Task statement | Report every line of the records below that contains the word "drawer", copying each such line in full.

Recorded information |
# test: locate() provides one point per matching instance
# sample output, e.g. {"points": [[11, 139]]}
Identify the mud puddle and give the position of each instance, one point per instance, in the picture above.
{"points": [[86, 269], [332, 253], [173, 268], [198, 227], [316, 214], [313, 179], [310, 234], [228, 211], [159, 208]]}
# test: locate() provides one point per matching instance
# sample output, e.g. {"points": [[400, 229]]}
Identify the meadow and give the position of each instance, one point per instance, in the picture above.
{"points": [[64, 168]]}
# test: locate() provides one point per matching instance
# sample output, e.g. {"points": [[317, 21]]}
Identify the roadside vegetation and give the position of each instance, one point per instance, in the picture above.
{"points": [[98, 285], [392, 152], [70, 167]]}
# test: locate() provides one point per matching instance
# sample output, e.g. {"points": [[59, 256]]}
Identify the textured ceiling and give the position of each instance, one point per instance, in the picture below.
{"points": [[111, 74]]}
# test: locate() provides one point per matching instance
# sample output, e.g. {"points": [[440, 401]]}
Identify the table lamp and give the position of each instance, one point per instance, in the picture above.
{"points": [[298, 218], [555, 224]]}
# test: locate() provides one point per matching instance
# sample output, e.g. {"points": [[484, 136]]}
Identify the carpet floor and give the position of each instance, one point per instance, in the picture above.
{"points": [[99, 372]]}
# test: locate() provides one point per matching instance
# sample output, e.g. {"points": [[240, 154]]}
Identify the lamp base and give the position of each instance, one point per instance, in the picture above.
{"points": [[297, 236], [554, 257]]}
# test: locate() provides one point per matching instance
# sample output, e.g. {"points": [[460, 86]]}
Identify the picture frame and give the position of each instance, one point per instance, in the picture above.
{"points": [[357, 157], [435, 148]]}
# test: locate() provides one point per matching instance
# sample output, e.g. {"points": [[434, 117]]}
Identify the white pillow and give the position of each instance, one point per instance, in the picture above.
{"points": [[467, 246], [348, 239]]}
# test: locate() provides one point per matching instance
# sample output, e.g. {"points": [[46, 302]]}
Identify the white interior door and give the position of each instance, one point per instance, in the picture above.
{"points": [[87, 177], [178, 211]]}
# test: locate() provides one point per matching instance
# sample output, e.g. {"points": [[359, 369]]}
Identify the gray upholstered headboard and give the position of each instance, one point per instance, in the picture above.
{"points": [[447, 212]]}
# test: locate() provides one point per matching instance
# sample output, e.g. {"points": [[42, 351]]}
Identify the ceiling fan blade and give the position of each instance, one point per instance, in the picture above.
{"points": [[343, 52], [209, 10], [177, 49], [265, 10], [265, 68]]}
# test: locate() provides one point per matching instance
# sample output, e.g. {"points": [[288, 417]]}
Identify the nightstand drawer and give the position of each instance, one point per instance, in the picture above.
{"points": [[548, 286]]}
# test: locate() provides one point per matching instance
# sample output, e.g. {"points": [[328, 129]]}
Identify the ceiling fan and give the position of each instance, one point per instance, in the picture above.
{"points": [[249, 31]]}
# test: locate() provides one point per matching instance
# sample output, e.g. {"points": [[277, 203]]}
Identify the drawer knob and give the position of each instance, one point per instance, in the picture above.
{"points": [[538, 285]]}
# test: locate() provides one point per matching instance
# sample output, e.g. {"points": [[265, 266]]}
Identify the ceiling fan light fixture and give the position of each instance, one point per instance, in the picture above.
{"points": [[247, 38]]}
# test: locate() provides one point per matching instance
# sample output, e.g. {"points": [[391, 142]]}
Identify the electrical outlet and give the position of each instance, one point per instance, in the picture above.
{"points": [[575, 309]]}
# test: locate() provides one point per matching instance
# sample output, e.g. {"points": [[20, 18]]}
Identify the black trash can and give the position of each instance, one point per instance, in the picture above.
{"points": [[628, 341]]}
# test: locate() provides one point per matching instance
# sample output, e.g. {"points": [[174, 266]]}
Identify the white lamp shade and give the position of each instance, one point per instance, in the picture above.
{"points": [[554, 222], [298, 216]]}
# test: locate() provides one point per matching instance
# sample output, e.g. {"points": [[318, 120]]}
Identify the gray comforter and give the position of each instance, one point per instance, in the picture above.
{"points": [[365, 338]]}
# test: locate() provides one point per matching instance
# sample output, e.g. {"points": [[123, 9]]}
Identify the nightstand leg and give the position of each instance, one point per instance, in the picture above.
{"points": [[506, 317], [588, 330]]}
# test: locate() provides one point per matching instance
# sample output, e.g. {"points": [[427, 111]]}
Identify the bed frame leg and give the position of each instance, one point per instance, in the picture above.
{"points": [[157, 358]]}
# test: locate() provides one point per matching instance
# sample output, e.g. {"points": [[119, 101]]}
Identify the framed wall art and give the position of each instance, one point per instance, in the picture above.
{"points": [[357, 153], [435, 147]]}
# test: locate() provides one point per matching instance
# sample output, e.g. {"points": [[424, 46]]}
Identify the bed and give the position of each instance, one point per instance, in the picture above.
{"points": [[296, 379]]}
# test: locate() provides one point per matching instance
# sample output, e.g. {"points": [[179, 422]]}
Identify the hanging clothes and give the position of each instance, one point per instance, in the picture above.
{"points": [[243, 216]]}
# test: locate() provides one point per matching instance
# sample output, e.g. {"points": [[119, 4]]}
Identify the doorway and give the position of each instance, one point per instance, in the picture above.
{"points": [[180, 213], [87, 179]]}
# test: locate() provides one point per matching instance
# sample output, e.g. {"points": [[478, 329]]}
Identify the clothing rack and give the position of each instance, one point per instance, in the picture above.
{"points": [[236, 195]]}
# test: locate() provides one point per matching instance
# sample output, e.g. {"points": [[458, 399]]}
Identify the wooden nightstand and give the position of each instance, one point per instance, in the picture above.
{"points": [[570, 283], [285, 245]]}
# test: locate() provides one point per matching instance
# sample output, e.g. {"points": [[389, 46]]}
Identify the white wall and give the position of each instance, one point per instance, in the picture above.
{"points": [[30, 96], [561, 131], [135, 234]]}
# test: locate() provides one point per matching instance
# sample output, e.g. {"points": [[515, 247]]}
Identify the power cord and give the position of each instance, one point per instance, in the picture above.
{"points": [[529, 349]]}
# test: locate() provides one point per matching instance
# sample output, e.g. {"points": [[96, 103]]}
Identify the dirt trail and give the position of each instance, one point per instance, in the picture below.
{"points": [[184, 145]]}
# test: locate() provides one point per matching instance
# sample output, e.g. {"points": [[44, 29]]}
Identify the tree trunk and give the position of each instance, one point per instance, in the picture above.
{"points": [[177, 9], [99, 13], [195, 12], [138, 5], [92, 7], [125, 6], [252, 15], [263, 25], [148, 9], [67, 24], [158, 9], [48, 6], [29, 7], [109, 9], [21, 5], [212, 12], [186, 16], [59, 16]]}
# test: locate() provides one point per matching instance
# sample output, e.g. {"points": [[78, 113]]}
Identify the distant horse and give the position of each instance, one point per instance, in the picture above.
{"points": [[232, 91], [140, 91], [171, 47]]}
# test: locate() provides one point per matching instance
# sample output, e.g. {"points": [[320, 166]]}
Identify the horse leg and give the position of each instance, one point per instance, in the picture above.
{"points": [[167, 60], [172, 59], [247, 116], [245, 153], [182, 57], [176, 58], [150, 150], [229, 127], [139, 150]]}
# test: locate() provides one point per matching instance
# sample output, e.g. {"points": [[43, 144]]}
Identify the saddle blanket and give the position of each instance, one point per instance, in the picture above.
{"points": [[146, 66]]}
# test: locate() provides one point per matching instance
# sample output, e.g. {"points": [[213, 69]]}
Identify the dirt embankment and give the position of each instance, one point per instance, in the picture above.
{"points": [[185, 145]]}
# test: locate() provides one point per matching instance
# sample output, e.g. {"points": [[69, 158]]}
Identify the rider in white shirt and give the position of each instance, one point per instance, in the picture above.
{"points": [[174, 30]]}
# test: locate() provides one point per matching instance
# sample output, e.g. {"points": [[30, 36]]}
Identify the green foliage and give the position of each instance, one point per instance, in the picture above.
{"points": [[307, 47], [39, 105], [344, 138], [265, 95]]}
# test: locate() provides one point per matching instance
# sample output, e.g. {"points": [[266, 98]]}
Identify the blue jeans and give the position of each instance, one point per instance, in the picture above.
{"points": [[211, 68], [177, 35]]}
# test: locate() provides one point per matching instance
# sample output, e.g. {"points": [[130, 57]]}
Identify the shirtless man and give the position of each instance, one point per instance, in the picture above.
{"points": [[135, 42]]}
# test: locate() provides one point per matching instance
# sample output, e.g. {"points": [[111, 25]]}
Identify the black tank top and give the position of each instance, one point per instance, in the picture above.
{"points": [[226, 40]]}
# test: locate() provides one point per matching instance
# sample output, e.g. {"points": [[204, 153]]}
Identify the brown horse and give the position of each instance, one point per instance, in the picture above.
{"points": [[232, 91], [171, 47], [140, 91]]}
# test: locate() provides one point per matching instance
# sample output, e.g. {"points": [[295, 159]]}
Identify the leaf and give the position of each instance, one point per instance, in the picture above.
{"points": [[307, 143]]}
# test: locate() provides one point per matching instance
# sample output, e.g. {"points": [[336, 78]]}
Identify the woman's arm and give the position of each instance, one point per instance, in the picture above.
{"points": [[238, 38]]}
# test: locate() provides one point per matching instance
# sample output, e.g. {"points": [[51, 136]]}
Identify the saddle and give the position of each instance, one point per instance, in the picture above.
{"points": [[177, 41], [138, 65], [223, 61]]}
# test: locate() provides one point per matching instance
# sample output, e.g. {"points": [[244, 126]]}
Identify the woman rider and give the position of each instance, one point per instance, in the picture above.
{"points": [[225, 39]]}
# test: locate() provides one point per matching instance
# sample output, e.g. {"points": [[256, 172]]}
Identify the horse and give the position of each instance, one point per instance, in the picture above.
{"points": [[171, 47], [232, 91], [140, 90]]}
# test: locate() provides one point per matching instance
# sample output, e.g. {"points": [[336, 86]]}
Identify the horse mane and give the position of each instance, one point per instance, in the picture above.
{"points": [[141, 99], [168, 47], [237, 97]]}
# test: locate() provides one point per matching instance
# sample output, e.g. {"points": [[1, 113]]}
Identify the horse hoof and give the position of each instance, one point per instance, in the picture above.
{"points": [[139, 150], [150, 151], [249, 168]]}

Result for this exercise |
Identify the nightstand drawer and give the position of each instance, one point per instance, in the picture above.
Identify the drawer knob and give the position of each instance, one point per instance, in the picture above.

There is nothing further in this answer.